*Text block*:
--- START ---

Zayat also struck a sponsorship deal with Monster Energy drinks that made the company a significant presence on Espinoza's silks and American Pharoah's tack; Baffert likewise made a deal to allow a man in a Burger King costume to stand in his box during the race. (Baffert told me after the Preakness that he had been offered $150,000 to let the Burger King mascot near him for that race and turned it down; he said he was paid $200,000 for the Belmont and will donate the money to charity.)

None of this, of course, had any effect on Pharoah. As the horses loaded into the starting gate on Saturday, I turned from a viewing spot on the catwalk that would later be the site of bedlam. I made eye contact with Baffert and he mouthed the word: "Chingon." Clearly: All systems go.

Espinoza, 43, was on Pharoah almost by accident. Garcia rode the colt in his debut, on Aug. 9 at Del Mar. Before the race Pharoah blew up in the paddock, sweating profusely and panicking in front of a bustling crowd. He finished a well-beaten fifth. Baffert, having expected great things, was stunned. For Pharoah's next race, also at Del Mar 25 days later, Baffert changed riders (Garcia was unavailable), and decided to outfit Pharoah with puffy earplugs.

Baffert's first choice to replace Garcia had been Gary Stevens, but Stevens had undergone recent knee replacement surgery and wasn't ready to resume riding. Baffert tried Rafael Bejarano, but he was unavailable. Baffert tried Mike Smith. Also unavailable. Meanwhile, jockey agent Brian Beach had contacted Baffert and told him that Espinoza was free. Baffert had experienced success in the Triple Crown series with Espinoza before, most notably with War Emblem in 2002. "Victor is pretty calm out there," said Baffert. "I figured maybe he would be good for the horse."

Espinoza won that race by 4¾ lengths and has never lost on Pharoah in seven starts. Baffert's plan in the Belmont was simple: "I'm going to tell Victor to send him," Baffert said two days before the race. "Let him gallop away." That is exactly what Espinoza did. Pharoah hesitated slightly when the starting gate opened, but then Espinoza, much as he had in the colt's wire-to-wire Preakness victory, threw his hands forward and shot Pharoah into the lead. "So much power," said Espinoza, "so much energy."

--- END ---

*What is required*: Continue the American Pharoah Belmont article from where it stops.

*Data supplied*:
--- START ---

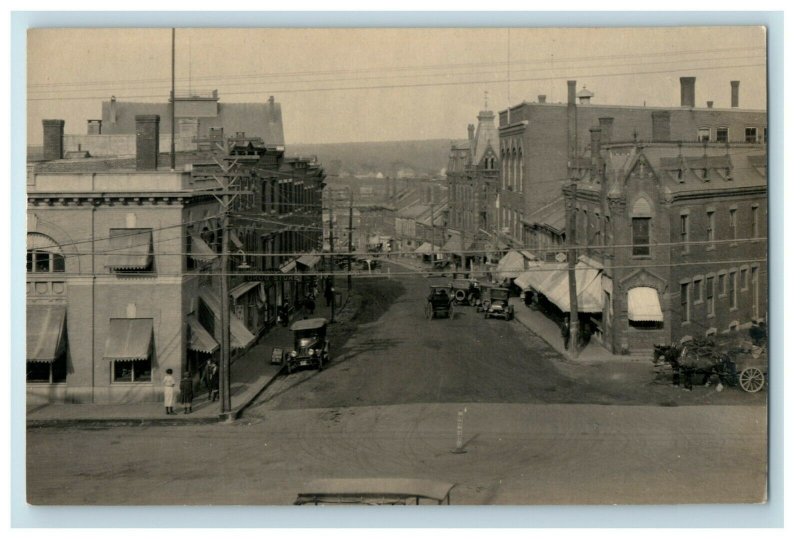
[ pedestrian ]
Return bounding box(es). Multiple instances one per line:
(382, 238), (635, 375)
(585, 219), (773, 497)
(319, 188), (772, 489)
(211, 363), (219, 402)
(180, 371), (194, 414)
(162, 369), (175, 415)
(200, 358), (217, 400)
(561, 317), (569, 350)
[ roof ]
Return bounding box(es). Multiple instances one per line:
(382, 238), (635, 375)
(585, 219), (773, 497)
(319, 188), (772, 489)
(289, 318), (328, 331)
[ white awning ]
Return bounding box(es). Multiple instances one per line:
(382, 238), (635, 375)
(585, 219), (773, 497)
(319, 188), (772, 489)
(628, 286), (664, 322)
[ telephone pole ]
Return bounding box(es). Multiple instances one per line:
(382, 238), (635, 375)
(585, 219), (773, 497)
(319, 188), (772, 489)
(347, 189), (353, 292)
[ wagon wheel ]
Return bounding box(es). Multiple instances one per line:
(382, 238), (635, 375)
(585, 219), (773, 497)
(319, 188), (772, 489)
(739, 367), (764, 393)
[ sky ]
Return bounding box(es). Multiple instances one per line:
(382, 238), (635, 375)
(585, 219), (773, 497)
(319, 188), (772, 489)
(27, 27), (767, 145)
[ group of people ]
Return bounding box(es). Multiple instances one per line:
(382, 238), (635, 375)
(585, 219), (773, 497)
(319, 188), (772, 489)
(163, 358), (219, 415)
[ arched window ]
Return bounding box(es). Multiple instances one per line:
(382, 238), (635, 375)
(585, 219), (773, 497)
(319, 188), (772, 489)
(26, 232), (64, 273)
(631, 197), (652, 256)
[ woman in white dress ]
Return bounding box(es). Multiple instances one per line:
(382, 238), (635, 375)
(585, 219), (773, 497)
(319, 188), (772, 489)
(164, 369), (175, 415)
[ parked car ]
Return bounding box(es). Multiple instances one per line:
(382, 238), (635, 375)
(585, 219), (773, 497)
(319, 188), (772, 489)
(478, 287), (514, 320)
(283, 318), (330, 374)
(425, 286), (453, 320)
(450, 279), (481, 305)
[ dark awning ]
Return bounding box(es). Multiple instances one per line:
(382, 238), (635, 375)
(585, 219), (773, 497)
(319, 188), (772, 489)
(103, 318), (153, 361)
(189, 315), (219, 354)
(26, 305), (67, 363)
(106, 228), (153, 270)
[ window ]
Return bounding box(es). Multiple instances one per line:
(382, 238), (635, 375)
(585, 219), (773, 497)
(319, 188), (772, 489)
(681, 214), (689, 253)
(681, 283), (692, 323)
(632, 217), (650, 256)
(26, 232), (64, 273)
(112, 359), (152, 382)
(706, 277), (714, 316)
(706, 210), (715, 245)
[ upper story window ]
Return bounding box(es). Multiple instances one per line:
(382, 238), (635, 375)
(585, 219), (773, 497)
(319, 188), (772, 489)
(26, 232), (64, 273)
(631, 198), (652, 256)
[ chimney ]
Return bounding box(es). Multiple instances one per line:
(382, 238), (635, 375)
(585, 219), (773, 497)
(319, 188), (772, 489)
(136, 114), (161, 170)
(589, 127), (602, 180)
(108, 95), (117, 125)
(681, 77), (695, 108)
(42, 120), (64, 161)
(86, 120), (103, 135)
(651, 110), (670, 142)
(731, 80), (739, 109)
(600, 116), (614, 144)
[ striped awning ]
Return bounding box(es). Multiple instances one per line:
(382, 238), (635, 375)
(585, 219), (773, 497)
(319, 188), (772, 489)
(189, 315), (219, 354)
(106, 228), (153, 270)
(628, 286), (664, 322)
(26, 305), (67, 363)
(191, 234), (217, 262)
(103, 318), (153, 361)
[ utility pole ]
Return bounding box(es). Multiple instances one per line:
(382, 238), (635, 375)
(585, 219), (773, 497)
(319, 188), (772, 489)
(347, 189), (353, 291)
(169, 28), (175, 170)
(567, 174), (578, 358)
(328, 191), (334, 323)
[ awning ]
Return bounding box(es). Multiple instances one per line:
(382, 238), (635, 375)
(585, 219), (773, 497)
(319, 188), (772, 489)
(541, 262), (603, 313)
(189, 315), (219, 354)
(231, 315), (256, 349)
(628, 286), (664, 322)
(414, 241), (439, 255)
(190, 234), (217, 262)
(296, 255), (322, 269)
(106, 228), (153, 270)
(26, 305), (67, 363)
(200, 286), (256, 348)
(442, 234), (462, 254)
(230, 281), (261, 299)
(495, 250), (525, 279)
(103, 318), (153, 361)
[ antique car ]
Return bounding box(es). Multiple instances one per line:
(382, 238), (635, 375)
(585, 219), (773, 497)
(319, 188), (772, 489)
(283, 318), (330, 374)
(478, 286), (514, 320)
(450, 279), (481, 305)
(425, 286), (453, 320)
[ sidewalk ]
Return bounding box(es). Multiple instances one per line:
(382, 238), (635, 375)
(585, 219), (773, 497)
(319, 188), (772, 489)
(27, 314), (323, 426)
(511, 297), (641, 363)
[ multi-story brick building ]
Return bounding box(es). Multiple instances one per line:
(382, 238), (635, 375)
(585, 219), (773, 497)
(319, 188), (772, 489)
(444, 105), (500, 267)
(27, 115), (324, 402)
(495, 77), (767, 251)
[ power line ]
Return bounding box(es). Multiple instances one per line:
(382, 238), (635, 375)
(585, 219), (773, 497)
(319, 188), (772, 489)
(28, 62), (765, 101)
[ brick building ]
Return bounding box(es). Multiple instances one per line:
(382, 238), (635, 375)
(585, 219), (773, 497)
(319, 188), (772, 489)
(27, 115), (324, 403)
(444, 110), (500, 267)
(494, 77), (767, 252)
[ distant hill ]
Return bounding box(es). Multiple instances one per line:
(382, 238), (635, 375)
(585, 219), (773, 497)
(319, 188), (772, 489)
(286, 139), (450, 178)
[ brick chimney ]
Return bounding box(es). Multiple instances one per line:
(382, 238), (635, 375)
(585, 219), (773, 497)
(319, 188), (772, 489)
(651, 110), (670, 142)
(731, 80), (739, 109)
(600, 116), (614, 144)
(136, 114), (161, 170)
(681, 77), (695, 108)
(42, 120), (64, 161)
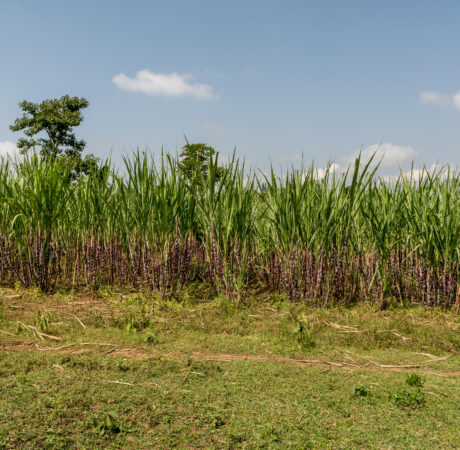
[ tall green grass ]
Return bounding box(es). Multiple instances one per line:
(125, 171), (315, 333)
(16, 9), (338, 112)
(0, 151), (460, 310)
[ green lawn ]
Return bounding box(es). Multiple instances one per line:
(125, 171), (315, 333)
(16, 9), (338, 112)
(0, 289), (460, 448)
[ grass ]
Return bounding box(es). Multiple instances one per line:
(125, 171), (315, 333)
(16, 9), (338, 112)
(0, 289), (460, 448)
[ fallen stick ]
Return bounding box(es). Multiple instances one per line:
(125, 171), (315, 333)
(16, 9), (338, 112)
(0, 330), (17, 336)
(73, 314), (86, 330)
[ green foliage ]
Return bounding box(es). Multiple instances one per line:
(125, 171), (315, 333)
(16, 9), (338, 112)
(390, 386), (426, 408)
(92, 411), (122, 436)
(352, 384), (371, 397)
(406, 373), (423, 388)
(10, 95), (98, 177)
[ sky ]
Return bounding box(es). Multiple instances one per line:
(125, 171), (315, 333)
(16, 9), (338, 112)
(0, 0), (460, 172)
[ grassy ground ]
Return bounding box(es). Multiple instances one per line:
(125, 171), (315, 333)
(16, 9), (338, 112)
(0, 289), (460, 448)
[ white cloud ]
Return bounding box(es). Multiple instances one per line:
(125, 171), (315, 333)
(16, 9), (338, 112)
(112, 70), (218, 100)
(0, 141), (19, 158)
(420, 91), (450, 107)
(344, 142), (418, 167)
(381, 164), (458, 183)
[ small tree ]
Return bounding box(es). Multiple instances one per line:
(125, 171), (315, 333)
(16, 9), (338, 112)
(10, 95), (99, 177)
(179, 141), (223, 186)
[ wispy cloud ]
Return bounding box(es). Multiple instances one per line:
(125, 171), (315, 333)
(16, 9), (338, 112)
(0, 141), (19, 158)
(112, 70), (219, 100)
(343, 142), (418, 167)
(420, 91), (460, 111)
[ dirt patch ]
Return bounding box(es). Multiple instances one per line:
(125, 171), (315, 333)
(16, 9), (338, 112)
(0, 341), (460, 377)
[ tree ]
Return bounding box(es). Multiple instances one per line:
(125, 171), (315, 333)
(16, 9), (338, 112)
(179, 141), (223, 185)
(10, 95), (99, 177)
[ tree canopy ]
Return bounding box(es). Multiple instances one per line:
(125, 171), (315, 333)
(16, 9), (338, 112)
(10, 95), (98, 176)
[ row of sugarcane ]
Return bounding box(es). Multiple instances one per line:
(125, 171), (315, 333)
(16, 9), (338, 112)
(0, 151), (460, 311)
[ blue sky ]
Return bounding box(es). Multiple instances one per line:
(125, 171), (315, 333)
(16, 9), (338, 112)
(0, 0), (460, 170)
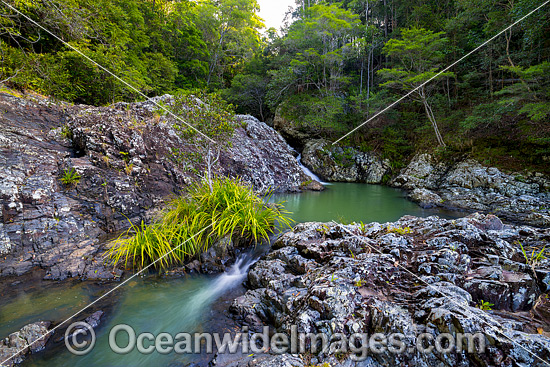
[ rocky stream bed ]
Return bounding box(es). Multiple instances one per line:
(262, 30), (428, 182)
(222, 214), (550, 367)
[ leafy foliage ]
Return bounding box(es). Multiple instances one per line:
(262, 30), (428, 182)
(107, 178), (291, 269)
(61, 167), (80, 186)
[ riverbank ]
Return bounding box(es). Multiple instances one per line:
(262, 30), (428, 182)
(294, 139), (550, 227)
(225, 214), (550, 367)
(0, 93), (320, 280)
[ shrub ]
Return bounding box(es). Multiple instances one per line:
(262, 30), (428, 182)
(107, 178), (291, 269)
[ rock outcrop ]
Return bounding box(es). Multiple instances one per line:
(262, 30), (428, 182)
(302, 139), (391, 184)
(227, 214), (550, 367)
(390, 154), (550, 227)
(0, 94), (316, 279)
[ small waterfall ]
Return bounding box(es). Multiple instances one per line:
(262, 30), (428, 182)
(296, 154), (328, 185)
(183, 254), (258, 316)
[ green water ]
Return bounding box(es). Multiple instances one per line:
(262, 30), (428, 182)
(0, 183), (461, 367)
(271, 183), (463, 223)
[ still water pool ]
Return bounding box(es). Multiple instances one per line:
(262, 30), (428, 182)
(4, 183), (463, 367)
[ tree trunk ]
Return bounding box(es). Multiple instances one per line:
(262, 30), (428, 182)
(420, 91), (447, 147)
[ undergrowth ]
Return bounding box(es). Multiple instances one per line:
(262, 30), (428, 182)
(107, 178), (291, 269)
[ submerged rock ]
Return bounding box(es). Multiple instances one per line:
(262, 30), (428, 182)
(0, 321), (51, 367)
(225, 214), (550, 366)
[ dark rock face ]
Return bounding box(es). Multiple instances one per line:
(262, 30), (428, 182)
(0, 94), (309, 279)
(302, 139), (390, 184)
(273, 109), (315, 150)
(226, 214), (550, 366)
(390, 154), (550, 227)
(0, 321), (51, 367)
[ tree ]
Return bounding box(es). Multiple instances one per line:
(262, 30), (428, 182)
(171, 92), (235, 191)
(378, 28), (454, 146)
(197, 0), (264, 87)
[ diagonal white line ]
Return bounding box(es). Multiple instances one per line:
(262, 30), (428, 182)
(330, 221), (550, 366)
(0, 0), (218, 145)
(332, 0), (550, 145)
(0, 224), (212, 366)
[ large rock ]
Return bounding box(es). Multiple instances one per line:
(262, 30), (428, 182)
(302, 139), (390, 184)
(390, 154), (550, 227)
(0, 94), (309, 279)
(226, 214), (550, 367)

--- END ---

*Result of the exercise*:
When the field swung into the first turn, Pharoah was comfortably in front, and completed the first quarter-mile in 24.06 seconds, a soft pace that ensured he would not tire quickly. "I think, in that first turn," said Espinoza, "that was the happiest I've ever been in my life."

A half-mile went in 48.83 seconds and three-quarters of a mile in 1:13.41 seconds. "Ball game," said McCarron. "Victor was just galloping."

Espinoza sat ice cold into the sweeping final turn. Finally, at the top of the stretch, he gave Pharoah his head and the colt exploded. He ran his six quarter-miles in 24.06, 24.77, 24.58, 24.58 again, 24.34 and 24.32. His winning time of 2:26.65 was the fastest in the race since Point Given (also trained by Baffert) in 2001, and the second-fastest Belmont for a Triple Crown winner (behind Secretariat's untouchable 2:24). A trophy that had for so long been elusive was finally taken down with consummate ease.

AFTER GALLOPING around the turn, Espinoza cantered American Pharoah back toward the winner's circle and then all the way to the head of the stretch, the entire length of the grandstand, to a delirious reception. The colt was now in the company of greatness. The Triple Crown is among the most exclusive clubs in any sport. The achievement defines those who achieve it. Some wonder if a Triple Crown will restore racing to its bygone splendor. It will not. But Saturday was not about that. It was about a curse ended and greatness proved. Twenty minutes after the race Belmont remained nearly full, spectators in thrall, refusing to leave. "Look at that," said former New York jockey Richard Migliore, witness to nearly all of the past failures of the last 37 years. "People still standing. Look at them."

It was yet another June evening at Belmont Park, yet another horse running for the Triple Crown, yet another reach at history. Only this time was so different, a prayer answered in the gloaming. This time the horse was right. Now the wait is done.